_PASSAGE TO READ:_
[start]
Supporting Player: My Life Upon the Wicked Stage by Richard Seff. Over his 60 years in the business, Seff has been an actor, an agent, a playwright, host of a radio show about the theater and a philanthropist (he funds a lifetime achievement award for character actors).  He tells stories about it all from his discovery of the young Chita Rivera to his writing the book for the cult musical Shine.  Reading this delightful memoir is like having a long gossipy lunch with a friend who knows everybody’s business and just how much of it to tell.

The Gentleman Press Agent: Fifty Years in the Theatrical Trenches with Merle Debuskey by Robert Simonson.   PR guys are usually behind-the-scenes players but Simonson, the former editor of Playbill.com, puts the spotlight on one of the major publicists of Broadway’s Golden Age.  He has interviewed dozens of people who knew and worked with Debuskey, like the actress Ruby Dee and the producer Bernard Gersten, but he tells the story primarily from Debuskey’s perspective and often in his words. Simonson may be a bit too besotted with his subject but that doesn't overshadow the glimpses he offers into the even more dazzling heyday of New York theater.

A Year with The Producers: One Actor's Exhausting (But Worth It) Journey from Cats to Mel Brooks' Mega-Hit by Jeffry Denman.  Whenever I’ve seen him on stage, Denman, a veteran song-and-dance man who also choreographed the recent off-Broadway production of Yank!, radiates so much joy in what he's doing that I thought his book would be just as much fun.  And it almost is. As the subtitle makes clear, this is an account of the year that Denman spent being cast for, rehearsing and appearing in the ensemble of The Producers. It’s kind of a Rosencrantz-and-Guildenstern-Are-Dead view of the show, whose star Nathan Lane only makes cameo appearances. No dirty linen is aired.  Denman thinks everyone—writer Mel Brooks, director Susan Stroman, the stage doorman—is great.  But that’s due less to sycophancy than to his—and his book's
innate buoyancy.

Diary of a Mad Playwright: Perilous Adventures on the Road with Mary Martin & Carol Channing by James Kirkwood. The play Legends is legendary for its many-rumored backstage battles and for having toured around the country with two of Broadway's biggest-ever stars but never making it to the Great White Way. In this take-no-prisoners account of how it all happened (really, Kirkwood names names and tells stories about famous people that made me gasp out loud) the show’s playwright, who also wrote the book for A Chorus Line, gives his side of the saga.  If you can find a more naked account of what goes into making a show, email me immediately.

The Season: A Candid Look at Broadway by William Goldman. Yep.  It’s back again. I’ve said it in the past and I know I’ll be saying it in the future, I simply cannot imagine a theater reading list without Goldman’s classic account of the 1967-68 Broadway season.

Now, My husband K and I are going away for the weekend so there’ll be no Saturday post but I’ll be back next Wednesday.  In the meantime, Happy 4th of July and, of course, happy reading.

June 26, 2010

Broadway's Divisive Star Wars

Is there a litmus test that can determine who’s a true Broadway star? I ask because ever since Scarlett Johansson, Denzel Washington, and Catherine Zeta-Jones picked up Tonys earlier this month, some people have been griping that the awards, and spots on the Tony broadcast, should have gone to real Broadway stars.  So I’m trying to figure out what a real Broadway star is.
[end]
_DATA PROVIDED:_
[start]
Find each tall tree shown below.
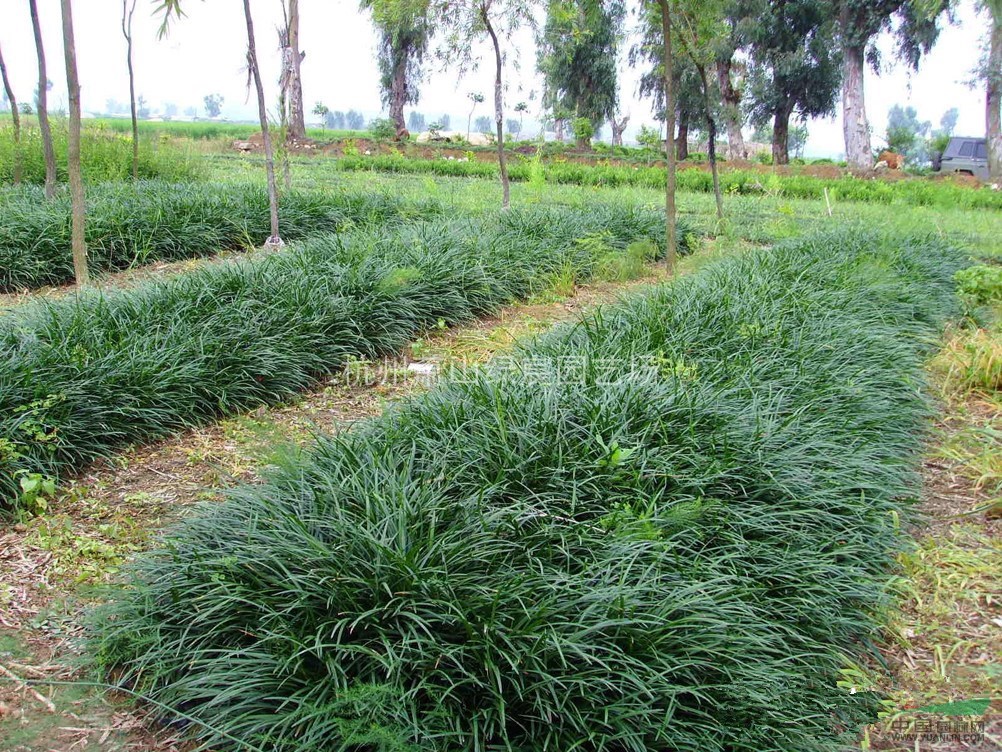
[end]
_REQUIRED TASKS:_
1. In the theater blog post, why is the writer trying to figure out what a real Broadway star is?
2. Answer these questions from the theater blog post:
(a) How many years has Richard Seff spent in the business?
(b) What job did Robert Simonson hold before?
(c) Which Broadway season does William Goldman's book describe?
3. Retype the section of the theater blog post that begins at the words "Is there a litmus" and ends after "Broadway star is.".

_TASK RESULTS:_
1. Scarlett Johansson, Denzel Washington, and Catherine Zeta-Jones won Tonys earlier that month. Since then, some people have complained that the awards and the spots on the Tony broadcast should have gone to real Broadway stars, and that complaint prompts the writer's question.

2.
(a) 60 years
(b) Editor of Playbill.com
(c) The 1967-68 season

3.
Is there a litmus test that can determine who’s a true Broadway star? I ask because ever since Scarlett Johansson, Denzel Washington, and Catherine Zeta-Jones picked up Tonys earlier this month, some people have been griping that the awards, and spots on the Tony broadcast, should have gone to real Broadway stars.  So I’m trying to figure out what a real Broadway star is.